• PROBLEM STATEMENT:
Transcribe the rows verbatim, starting at the line that contains "Return the outline of every instance of the white" and ending at the line that contains "M136 438L140 432L140", with both of those lines included.

• GIVEN ENTRIES:
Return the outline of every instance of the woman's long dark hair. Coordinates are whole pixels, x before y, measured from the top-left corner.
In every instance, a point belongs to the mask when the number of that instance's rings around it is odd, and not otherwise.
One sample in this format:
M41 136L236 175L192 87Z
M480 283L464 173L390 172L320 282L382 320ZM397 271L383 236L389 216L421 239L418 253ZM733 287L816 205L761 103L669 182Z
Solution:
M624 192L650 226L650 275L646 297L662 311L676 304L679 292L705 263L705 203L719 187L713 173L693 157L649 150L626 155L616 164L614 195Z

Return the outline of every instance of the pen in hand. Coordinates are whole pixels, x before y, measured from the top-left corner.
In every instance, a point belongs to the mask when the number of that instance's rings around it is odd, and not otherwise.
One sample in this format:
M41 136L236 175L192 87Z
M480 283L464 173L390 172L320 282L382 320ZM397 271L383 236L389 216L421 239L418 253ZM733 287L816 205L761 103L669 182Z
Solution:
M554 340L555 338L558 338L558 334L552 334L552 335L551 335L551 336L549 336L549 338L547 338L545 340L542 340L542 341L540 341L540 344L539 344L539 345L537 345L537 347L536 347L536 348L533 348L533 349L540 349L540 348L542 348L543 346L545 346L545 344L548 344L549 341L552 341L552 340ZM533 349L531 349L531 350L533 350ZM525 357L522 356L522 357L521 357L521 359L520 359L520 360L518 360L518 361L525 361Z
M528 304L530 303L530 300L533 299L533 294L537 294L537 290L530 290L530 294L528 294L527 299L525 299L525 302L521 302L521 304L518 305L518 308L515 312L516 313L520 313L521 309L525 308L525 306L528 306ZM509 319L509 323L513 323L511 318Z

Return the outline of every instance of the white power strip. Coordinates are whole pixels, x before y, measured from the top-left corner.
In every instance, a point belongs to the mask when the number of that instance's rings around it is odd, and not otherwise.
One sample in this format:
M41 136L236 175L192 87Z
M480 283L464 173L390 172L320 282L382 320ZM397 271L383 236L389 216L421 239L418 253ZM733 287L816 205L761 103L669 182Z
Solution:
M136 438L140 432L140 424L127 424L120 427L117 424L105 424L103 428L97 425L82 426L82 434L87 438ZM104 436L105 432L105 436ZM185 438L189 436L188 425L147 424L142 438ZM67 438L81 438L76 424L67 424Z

* * *

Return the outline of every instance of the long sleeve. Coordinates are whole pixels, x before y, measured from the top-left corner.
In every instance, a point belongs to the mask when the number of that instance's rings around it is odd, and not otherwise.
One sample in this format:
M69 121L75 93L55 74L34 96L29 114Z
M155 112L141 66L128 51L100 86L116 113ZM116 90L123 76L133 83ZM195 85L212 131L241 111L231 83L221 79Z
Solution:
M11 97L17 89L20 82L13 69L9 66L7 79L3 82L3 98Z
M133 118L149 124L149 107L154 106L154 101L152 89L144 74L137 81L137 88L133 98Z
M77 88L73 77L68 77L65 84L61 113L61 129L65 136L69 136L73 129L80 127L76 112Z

---

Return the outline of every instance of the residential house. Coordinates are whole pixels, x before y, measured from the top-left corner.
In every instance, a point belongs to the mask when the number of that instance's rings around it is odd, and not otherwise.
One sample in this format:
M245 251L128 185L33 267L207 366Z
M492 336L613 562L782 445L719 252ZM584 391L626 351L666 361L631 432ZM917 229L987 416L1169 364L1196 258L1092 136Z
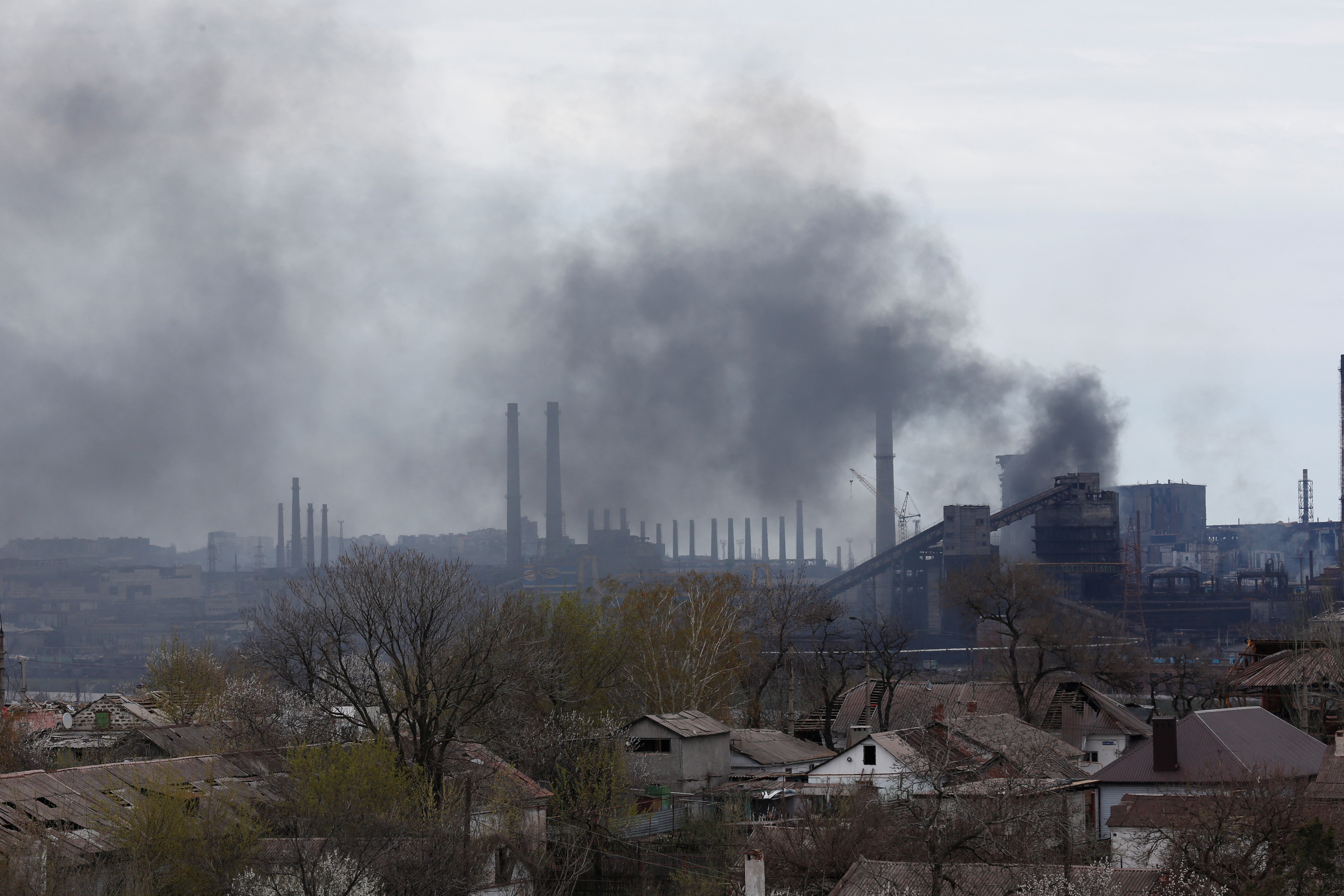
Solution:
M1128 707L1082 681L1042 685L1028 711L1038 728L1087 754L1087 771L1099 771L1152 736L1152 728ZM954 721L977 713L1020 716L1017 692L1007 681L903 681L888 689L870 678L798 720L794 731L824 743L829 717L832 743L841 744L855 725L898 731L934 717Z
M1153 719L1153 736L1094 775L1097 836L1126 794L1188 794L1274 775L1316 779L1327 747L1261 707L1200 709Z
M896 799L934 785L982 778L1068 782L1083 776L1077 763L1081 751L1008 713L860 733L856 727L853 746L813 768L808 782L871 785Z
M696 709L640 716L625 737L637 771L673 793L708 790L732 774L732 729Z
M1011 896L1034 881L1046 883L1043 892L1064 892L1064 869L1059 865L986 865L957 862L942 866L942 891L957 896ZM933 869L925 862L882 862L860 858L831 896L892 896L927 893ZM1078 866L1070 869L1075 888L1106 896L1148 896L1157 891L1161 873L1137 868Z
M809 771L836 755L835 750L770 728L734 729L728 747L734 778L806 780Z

• REPLY TO THE EXERCISE:
Return the outline of every instance of the white power strip. Coordinates are whole pixels, x before y, measured from the top-left corner.
In every instance, a point belongs to the mask when the number of that instance's rings around it is odd, and not otherwise.
One sample in this format:
M41 136L236 175L192 87Z
M480 283L464 173L390 172L320 282L382 320ZM397 271L383 236L389 216L421 239L418 253ZM733 287L816 205L761 103L669 182Z
Solution:
M136 438L140 432L140 424L127 424L120 427L117 424L105 424L103 428L97 425L82 426L82 434L87 438ZM104 436L105 432L105 436ZM185 438L189 436L188 425L147 424L142 438ZM67 438L81 438L76 424L67 424Z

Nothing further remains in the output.